- Source excerpt -
Post #1891: If the on-line deal seems too good to be true, what do you do?

Posted on November 1, 2023

 

At what point is an on-line deal so good that you decide not to buy it?

And if so, why?

In the modern U.S.A., with markets dominated by cheap Chinese goods, is there still any such thing as a price that’s too low to be believable?

I have to write this one fast, as this amazing deal I’m looking at won’t last long.  I must order now, or I might miss out on the deal of a lifetime. 


A corrosive effect of cheap Chinese goods

For decades now, as an American, I’ve been stunned by the unbelievably cheap goods coming out of China.  For a while, my high-water mark was the $39 microwave.  Not a toy, not some low-powered device, but a standard 1500 watt countertop microwave.  For $39.  At my local big-box store, no less.  This was the same era when you could get a room-sized (6000 BTU) window air conditioner for well under $100.

- Task details -
Please continue the blog post on too-good-to-be-true online deals from where it stops. The records have nothing to do with this.

- Data excerpts -

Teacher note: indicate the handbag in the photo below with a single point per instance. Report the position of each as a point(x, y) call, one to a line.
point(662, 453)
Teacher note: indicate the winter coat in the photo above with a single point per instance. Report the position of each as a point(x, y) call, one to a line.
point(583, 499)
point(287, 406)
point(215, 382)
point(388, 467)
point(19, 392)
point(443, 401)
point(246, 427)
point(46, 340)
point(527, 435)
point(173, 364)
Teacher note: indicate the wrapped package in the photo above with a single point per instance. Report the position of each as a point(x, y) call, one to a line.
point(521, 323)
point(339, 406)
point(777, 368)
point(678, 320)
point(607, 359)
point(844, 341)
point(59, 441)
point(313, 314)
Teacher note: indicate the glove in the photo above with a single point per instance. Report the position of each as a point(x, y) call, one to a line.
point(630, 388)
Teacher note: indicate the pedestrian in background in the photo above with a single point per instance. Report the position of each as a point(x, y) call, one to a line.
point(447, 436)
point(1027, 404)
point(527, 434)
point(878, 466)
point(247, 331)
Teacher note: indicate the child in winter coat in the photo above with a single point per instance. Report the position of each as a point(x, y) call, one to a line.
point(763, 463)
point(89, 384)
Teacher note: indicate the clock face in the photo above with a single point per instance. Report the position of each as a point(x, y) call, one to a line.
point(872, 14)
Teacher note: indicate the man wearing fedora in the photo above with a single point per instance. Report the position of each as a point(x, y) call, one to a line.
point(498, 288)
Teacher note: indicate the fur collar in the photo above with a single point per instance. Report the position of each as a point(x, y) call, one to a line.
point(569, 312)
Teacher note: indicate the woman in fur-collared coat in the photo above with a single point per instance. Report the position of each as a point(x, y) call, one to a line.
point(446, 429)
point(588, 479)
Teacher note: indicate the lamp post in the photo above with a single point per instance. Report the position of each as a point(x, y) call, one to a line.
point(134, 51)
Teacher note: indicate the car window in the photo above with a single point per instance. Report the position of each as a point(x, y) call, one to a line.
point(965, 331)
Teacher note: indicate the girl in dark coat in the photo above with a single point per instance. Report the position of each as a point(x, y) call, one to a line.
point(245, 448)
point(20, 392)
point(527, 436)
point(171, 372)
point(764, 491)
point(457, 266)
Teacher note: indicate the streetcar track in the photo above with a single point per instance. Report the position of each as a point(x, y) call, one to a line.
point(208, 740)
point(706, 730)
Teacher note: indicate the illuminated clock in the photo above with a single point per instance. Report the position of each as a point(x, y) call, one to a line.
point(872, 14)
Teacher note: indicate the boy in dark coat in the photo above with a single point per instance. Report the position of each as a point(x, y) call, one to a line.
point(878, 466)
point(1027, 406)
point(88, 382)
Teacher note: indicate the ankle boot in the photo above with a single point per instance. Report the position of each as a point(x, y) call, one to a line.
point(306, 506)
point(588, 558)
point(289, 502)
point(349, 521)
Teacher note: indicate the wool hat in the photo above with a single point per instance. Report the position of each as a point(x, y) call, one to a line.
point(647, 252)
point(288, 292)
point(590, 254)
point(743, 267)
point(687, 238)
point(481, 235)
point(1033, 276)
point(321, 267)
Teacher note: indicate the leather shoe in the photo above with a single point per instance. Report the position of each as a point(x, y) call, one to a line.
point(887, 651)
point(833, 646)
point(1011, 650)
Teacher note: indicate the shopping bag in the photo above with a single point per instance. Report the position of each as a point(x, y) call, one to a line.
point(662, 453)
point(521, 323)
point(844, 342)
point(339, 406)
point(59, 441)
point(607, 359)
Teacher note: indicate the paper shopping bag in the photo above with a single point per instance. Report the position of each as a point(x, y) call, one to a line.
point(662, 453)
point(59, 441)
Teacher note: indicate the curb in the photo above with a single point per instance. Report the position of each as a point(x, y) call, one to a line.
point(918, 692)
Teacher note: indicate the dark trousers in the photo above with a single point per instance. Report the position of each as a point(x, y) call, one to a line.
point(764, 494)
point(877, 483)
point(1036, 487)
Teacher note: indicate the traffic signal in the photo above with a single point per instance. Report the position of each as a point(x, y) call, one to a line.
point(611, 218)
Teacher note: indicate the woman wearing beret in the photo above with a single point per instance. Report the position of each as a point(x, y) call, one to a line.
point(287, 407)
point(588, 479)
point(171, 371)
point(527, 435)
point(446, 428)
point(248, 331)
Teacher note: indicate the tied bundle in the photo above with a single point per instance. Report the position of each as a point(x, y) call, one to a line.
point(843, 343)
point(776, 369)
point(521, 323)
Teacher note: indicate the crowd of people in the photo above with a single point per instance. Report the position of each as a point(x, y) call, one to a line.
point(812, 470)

- Result of the task -
Those were, I swear, real offers, though they were only available for a brief period of time roughly half-a-decade ago.  Offers that just left me shaking my head.  How could they even refine the ore for the metal casing at that price, let alone ship the completed object to the U.S.?  These had to be examples of “dumping” — selling below cost in foreign markets to support employment in the home market — but if so, nobody ever seemed to be charged with that.

As an economist, I’m supposed to point out how great such things are for the American consumer.  That’s kind of the entire point of international trade.  Or something. And I am contractually obligated to say that “this is why we don’t grow bananas in the U.S.”, as a defense of the traditional notion of comparative advantage as the driver of international trade.  No matter how irrelevant that is to modern manufactured goods.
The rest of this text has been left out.